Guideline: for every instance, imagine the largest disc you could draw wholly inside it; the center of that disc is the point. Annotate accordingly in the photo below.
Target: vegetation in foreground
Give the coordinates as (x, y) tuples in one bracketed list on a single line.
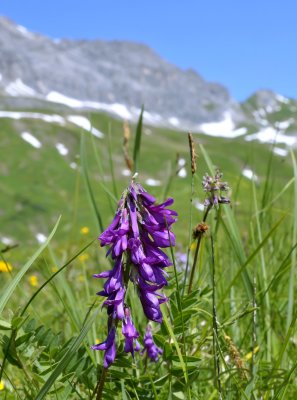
[(229, 325)]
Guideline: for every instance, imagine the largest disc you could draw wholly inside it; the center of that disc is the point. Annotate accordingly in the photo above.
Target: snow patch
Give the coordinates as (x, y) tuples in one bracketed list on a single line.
[(280, 152), (282, 99), (31, 140), (182, 173), (18, 88), (283, 125), (223, 128), (270, 135), (24, 31), (174, 121), (62, 149), (73, 165), (28, 115), (115, 108), (7, 241), (152, 182), (249, 174), (181, 162), (85, 124), (41, 238)]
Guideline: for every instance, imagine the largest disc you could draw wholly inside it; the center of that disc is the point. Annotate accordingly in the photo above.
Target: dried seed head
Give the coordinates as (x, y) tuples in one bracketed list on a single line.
[(200, 229), (126, 138), (214, 186), (192, 153), (235, 356)]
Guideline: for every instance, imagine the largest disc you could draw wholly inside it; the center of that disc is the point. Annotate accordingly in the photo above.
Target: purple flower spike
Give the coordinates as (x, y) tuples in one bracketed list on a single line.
[(135, 237), (130, 333), (153, 351), (109, 347)]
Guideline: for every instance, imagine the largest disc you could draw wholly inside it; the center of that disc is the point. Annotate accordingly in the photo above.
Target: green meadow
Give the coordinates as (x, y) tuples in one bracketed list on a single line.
[(233, 336)]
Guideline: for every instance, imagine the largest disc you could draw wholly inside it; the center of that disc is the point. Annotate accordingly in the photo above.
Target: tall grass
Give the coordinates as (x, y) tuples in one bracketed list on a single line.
[(231, 336)]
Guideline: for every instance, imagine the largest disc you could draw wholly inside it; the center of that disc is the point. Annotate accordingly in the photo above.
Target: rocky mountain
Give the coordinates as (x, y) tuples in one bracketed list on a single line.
[(117, 77), (108, 72)]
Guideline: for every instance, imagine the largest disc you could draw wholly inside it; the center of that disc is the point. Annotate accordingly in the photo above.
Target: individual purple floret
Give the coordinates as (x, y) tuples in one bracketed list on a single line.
[(214, 187), (136, 235), (109, 347), (130, 333), (153, 351)]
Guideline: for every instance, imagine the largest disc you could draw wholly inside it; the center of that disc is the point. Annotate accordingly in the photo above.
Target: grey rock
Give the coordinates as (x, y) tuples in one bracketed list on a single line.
[(110, 72)]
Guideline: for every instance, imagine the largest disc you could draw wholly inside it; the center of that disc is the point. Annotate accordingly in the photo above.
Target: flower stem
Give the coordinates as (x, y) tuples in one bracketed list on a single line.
[(196, 253), (101, 384), (215, 325)]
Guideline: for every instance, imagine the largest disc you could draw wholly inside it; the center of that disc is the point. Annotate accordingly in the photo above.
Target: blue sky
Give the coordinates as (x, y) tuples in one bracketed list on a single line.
[(245, 45)]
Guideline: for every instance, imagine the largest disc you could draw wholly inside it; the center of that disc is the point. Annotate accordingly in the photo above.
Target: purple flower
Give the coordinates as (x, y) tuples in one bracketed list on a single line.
[(138, 231), (109, 347), (130, 333), (153, 351)]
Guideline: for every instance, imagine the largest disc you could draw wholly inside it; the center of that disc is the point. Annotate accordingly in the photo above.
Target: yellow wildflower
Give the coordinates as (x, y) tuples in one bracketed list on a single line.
[(33, 279), (249, 355), (83, 257), (5, 267), (84, 230)]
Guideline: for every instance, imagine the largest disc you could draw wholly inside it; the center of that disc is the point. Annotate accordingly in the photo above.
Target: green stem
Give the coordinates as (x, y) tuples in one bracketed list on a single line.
[(190, 235), (196, 253), (101, 384), (215, 324)]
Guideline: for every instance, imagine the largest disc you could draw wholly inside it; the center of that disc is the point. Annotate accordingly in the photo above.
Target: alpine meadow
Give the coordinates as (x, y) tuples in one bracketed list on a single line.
[(141, 259)]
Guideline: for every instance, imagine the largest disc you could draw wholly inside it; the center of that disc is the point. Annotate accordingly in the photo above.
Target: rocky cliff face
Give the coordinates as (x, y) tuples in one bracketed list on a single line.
[(107, 72)]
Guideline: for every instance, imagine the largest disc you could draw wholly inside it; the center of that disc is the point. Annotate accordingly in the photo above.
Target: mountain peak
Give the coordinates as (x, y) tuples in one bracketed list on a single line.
[(109, 72)]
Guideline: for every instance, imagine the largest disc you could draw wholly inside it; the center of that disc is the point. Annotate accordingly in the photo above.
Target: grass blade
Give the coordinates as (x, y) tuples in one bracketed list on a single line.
[(67, 357), (137, 141), (13, 284), (88, 184)]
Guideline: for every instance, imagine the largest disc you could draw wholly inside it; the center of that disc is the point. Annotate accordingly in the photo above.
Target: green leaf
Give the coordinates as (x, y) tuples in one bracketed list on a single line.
[(67, 357), (13, 284)]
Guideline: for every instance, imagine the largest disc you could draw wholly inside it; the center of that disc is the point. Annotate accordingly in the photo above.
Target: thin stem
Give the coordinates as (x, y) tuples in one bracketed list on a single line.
[(215, 324), (197, 252), (190, 234), (101, 384)]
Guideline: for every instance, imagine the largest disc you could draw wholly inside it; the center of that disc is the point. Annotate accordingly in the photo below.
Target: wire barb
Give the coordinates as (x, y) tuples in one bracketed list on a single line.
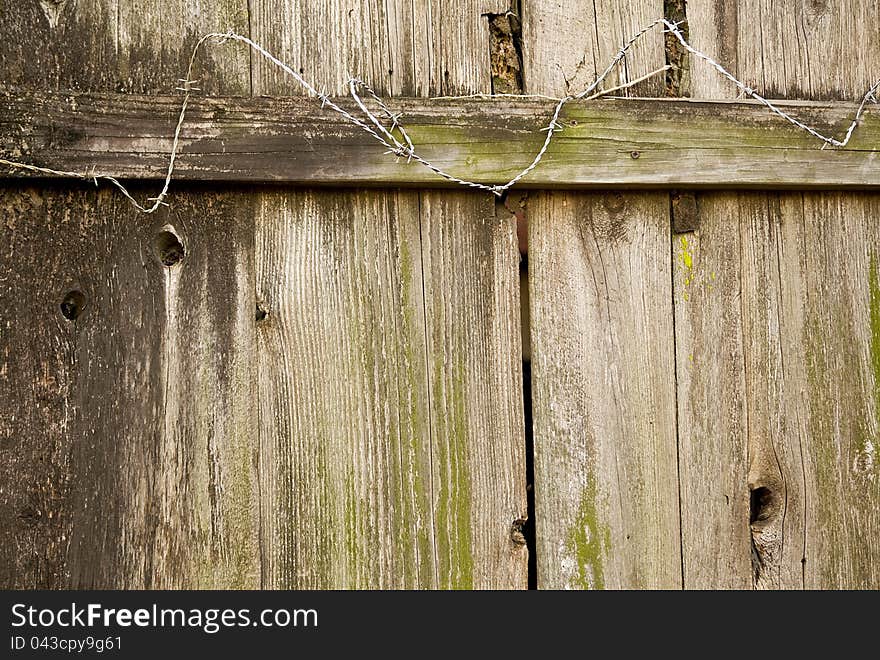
[(403, 146)]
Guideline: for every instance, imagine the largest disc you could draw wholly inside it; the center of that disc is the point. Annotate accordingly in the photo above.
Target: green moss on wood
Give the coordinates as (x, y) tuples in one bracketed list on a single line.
[(874, 288), (454, 493), (589, 540)]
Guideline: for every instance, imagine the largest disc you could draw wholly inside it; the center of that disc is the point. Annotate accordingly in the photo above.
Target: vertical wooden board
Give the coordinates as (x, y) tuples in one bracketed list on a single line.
[(37, 373), (809, 408), (384, 484), (474, 373), (711, 403), (605, 466), (154, 455), (137, 46), (606, 482), (345, 458), (832, 340), (398, 47), (567, 44)]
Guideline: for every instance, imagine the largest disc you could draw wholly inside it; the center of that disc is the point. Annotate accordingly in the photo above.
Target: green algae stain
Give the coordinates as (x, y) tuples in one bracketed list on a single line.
[(874, 288), (589, 540), (414, 544), (454, 501), (686, 257)]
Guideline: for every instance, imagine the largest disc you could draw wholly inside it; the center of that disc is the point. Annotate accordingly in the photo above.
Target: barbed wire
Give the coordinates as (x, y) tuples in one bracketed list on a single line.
[(403, 147)]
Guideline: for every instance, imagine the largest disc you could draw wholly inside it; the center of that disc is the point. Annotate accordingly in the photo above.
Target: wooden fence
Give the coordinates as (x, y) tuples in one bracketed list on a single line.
[(307, 371)]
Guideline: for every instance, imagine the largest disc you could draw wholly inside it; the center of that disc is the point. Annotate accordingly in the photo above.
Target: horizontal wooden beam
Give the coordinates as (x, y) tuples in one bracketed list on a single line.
[(640, 143)]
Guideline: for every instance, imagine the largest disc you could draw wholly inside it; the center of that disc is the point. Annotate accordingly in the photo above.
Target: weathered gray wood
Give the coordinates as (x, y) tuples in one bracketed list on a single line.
[(781, 299), (293, 140), (133, 460), (391, 409), (606, 484)]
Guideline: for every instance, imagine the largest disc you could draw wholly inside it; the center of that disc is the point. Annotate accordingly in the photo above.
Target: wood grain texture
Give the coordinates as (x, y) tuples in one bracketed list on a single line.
[(605, 465), (294, 140), (393, 447), (788, 324), (134, 46), (134, 461), (606, 483), (568, 43)]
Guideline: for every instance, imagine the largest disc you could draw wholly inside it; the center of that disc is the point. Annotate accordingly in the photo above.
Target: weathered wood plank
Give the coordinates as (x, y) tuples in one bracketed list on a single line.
[(475, 375), (781, 288), (345, 426), (148, 395), (646, 143), (392, 441), (606, 484)]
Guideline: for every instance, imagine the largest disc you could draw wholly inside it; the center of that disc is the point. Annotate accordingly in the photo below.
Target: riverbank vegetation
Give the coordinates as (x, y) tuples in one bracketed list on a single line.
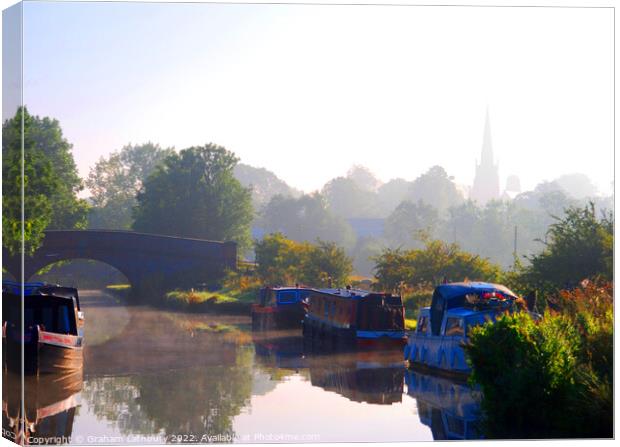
[(554, 377)]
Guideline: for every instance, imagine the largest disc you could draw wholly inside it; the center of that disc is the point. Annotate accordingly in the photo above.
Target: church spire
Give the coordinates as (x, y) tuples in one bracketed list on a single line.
[(487, 144), (486, 181)]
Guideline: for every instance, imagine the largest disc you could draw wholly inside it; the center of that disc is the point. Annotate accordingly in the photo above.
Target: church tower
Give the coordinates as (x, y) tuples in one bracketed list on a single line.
[(486, 181)]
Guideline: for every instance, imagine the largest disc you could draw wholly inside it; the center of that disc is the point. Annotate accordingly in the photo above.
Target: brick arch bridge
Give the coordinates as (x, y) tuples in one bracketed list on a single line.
[(146, 260)]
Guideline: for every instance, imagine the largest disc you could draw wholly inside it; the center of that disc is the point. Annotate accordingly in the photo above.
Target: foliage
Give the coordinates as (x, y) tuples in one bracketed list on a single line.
[(283, 261), (50, 178), (264, 184), (347, 199), (115, 181), (529, 370), (305, 219), (437, 188), (194, 194), (434, 263), (579, 246), (363, 178), (407, 221)]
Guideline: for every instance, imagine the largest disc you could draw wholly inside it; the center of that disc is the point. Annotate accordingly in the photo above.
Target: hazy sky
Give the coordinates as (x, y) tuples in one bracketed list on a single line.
[(308, 91)]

Description of the task: Your reply is to repeat, unchanged, the lines above running from the one with "Target: grass blade" up to and including the one with "Target: thin stem".

Result:
Target: grass blade
Give the coordinates as (x, y) tuples in one bracketed list on a single line.
[(67, 357), (137, 141), (13, 284), (88, 184)]
Guideline: for every instance, imagine the largest disc you could draw wholly inside it; the center of that disc is the point. Annotate accordingly in the photo above.
Target: green leaf
Give the coordinates as (x, y) tuples in one bracketed list on a single line.
[(67, 357), (13, 284)]
Guideline: for every instance, imagine the largest disc you could draw wholly inside it; the center of that disc is the point. Annotate accordingly in the photo above.
Target: thin stem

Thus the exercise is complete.